**Try it**
Search the entries below for the word "medal", then copy each line in which it is found.

**Task input**
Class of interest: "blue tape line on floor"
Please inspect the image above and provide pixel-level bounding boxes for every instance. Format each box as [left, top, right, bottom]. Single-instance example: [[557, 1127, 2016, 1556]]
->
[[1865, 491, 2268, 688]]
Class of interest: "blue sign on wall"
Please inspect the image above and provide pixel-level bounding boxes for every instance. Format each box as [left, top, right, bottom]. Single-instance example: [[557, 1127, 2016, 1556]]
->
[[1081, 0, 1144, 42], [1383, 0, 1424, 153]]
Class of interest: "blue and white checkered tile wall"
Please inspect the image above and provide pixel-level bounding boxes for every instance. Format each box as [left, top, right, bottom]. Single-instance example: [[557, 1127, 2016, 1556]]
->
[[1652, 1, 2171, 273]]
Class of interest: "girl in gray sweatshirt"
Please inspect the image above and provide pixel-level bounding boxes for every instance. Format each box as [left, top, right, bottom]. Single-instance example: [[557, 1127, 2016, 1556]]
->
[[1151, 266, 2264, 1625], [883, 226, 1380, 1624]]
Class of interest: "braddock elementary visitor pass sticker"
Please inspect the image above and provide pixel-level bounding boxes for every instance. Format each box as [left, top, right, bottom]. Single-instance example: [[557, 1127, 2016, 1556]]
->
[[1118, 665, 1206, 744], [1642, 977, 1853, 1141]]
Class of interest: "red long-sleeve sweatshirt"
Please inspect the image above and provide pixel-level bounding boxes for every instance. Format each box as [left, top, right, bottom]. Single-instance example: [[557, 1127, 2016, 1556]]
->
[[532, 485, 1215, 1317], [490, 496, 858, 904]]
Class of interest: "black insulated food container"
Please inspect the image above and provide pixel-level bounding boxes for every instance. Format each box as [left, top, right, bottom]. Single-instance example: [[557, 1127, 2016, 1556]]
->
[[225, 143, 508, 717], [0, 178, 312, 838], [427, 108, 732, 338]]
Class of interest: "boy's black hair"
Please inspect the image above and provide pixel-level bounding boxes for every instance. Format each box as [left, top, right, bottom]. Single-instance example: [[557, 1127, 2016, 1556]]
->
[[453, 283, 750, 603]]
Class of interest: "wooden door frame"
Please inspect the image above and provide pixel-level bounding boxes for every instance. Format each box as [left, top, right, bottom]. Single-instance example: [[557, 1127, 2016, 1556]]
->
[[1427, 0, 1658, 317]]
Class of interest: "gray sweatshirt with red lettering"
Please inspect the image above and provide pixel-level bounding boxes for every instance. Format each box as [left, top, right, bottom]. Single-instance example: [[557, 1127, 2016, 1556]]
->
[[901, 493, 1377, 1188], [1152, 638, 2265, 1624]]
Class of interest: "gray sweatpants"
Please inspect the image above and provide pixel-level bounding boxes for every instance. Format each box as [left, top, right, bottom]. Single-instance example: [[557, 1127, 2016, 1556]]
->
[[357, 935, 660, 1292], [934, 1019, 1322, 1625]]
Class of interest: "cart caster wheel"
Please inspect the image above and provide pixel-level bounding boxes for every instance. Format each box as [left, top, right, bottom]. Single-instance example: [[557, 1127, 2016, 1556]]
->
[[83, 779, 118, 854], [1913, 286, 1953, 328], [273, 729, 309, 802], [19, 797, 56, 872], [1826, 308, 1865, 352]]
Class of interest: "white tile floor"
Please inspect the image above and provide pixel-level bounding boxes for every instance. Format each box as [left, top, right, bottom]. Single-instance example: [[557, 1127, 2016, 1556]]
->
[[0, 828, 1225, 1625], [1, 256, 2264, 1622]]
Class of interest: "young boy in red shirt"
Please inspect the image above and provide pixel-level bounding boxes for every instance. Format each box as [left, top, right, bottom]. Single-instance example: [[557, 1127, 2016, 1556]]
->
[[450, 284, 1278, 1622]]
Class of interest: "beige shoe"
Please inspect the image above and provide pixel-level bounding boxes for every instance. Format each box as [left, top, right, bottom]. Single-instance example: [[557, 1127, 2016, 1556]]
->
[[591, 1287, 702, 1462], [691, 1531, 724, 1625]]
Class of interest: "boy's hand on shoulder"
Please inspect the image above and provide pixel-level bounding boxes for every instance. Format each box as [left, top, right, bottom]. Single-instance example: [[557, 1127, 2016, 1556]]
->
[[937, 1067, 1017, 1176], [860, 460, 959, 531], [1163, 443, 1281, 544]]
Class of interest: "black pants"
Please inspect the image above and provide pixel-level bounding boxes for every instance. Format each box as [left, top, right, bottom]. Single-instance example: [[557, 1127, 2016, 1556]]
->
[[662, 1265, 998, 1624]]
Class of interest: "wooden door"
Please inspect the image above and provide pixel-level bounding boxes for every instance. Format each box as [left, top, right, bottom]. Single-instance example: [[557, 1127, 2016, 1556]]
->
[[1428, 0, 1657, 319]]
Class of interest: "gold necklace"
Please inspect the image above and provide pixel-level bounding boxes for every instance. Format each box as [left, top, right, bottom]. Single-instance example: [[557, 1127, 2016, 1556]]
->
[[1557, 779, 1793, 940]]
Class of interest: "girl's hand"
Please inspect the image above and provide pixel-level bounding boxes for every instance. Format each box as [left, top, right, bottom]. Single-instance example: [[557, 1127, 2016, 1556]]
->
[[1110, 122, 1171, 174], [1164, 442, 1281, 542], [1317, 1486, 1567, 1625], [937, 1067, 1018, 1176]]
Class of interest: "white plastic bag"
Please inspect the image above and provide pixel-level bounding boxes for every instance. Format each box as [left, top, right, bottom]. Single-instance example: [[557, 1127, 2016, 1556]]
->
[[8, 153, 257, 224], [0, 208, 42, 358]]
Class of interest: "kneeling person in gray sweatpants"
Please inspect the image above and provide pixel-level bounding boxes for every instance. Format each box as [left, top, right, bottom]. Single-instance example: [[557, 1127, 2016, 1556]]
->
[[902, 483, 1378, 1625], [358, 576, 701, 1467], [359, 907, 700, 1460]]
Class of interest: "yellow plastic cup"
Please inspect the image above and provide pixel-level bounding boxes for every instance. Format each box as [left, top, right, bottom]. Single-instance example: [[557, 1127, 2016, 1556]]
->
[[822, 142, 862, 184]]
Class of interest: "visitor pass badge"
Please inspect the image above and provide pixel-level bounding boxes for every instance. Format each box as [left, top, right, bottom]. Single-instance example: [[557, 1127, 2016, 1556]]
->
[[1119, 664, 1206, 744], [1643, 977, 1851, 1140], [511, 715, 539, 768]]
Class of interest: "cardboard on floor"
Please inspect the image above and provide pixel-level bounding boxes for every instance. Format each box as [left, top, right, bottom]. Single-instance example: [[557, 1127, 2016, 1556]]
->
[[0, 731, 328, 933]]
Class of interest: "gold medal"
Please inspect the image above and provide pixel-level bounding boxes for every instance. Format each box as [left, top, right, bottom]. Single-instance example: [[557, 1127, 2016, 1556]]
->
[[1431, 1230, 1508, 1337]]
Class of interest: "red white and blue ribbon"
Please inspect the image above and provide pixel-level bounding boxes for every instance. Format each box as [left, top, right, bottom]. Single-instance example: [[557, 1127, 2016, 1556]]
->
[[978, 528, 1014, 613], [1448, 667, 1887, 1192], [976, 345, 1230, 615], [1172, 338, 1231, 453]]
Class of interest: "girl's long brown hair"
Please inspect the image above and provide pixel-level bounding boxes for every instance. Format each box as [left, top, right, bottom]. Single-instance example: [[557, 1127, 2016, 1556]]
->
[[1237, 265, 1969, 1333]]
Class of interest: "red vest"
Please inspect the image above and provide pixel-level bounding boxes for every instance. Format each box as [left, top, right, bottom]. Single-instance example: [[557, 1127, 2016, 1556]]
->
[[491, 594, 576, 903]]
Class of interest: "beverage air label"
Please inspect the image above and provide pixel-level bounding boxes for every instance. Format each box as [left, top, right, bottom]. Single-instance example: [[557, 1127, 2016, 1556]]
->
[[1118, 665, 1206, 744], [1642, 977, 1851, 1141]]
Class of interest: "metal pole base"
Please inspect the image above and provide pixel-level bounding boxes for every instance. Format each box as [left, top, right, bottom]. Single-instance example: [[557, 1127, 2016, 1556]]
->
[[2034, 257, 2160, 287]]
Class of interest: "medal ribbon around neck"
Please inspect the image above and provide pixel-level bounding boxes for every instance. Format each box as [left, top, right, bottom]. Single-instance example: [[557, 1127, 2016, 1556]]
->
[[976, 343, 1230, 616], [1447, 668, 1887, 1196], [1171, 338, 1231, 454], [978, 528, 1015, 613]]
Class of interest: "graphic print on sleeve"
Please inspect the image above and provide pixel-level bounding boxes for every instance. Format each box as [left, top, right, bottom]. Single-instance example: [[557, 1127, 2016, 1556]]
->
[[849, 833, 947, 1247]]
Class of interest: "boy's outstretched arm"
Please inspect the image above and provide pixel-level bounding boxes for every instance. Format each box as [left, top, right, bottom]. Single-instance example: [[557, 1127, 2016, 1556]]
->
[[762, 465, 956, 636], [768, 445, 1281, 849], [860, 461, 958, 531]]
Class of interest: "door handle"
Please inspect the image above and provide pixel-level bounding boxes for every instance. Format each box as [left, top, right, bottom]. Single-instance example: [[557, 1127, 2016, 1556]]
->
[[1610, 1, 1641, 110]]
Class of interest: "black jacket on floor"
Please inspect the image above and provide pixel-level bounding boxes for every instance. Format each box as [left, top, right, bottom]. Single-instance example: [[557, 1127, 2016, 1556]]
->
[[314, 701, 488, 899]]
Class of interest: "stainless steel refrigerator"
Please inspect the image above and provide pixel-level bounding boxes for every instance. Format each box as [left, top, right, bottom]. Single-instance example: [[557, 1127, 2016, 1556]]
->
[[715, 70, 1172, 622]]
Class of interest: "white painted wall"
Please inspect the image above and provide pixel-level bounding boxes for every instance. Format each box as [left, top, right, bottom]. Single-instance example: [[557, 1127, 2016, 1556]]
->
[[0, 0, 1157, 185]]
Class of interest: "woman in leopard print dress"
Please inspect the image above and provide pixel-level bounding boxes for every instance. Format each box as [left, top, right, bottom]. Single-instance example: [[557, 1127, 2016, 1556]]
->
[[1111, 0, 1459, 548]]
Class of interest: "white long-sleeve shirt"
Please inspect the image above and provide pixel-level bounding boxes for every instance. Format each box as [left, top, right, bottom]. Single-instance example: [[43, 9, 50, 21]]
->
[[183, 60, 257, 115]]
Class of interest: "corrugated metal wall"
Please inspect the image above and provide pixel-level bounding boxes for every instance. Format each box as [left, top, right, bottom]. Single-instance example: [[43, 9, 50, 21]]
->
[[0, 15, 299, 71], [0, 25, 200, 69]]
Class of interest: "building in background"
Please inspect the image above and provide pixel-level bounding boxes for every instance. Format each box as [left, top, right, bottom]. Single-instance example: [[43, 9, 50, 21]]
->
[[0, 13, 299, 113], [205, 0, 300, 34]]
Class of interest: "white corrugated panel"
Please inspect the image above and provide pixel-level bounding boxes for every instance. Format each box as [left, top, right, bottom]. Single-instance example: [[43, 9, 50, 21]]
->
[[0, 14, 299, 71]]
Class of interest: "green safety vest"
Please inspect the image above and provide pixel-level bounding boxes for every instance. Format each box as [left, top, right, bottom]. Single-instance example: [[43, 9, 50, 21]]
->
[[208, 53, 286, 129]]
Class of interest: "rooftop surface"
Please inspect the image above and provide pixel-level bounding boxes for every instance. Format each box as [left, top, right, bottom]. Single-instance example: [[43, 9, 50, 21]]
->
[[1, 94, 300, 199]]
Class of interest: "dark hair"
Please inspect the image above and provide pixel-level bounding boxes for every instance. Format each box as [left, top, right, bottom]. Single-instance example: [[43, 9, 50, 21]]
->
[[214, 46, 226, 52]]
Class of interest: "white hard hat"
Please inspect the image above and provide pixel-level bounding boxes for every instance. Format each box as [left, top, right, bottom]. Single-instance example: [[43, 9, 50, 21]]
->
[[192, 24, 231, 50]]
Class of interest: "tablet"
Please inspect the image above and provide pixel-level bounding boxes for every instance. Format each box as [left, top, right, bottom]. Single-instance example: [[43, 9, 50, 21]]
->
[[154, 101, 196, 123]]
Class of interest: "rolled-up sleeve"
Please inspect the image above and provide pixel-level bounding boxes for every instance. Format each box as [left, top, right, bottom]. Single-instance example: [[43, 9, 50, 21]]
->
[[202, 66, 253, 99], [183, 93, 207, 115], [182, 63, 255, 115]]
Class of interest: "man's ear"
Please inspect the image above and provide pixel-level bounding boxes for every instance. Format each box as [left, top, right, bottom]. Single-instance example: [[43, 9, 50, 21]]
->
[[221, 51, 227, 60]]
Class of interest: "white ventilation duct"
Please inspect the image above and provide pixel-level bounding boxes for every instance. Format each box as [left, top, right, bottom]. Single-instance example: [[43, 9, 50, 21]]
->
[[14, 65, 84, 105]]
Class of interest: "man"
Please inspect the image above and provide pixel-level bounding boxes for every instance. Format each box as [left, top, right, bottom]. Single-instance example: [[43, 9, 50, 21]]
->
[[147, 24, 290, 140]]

**Your response**
Class of interest: "gold medal"
Class of interest: "medal ribbon around neck"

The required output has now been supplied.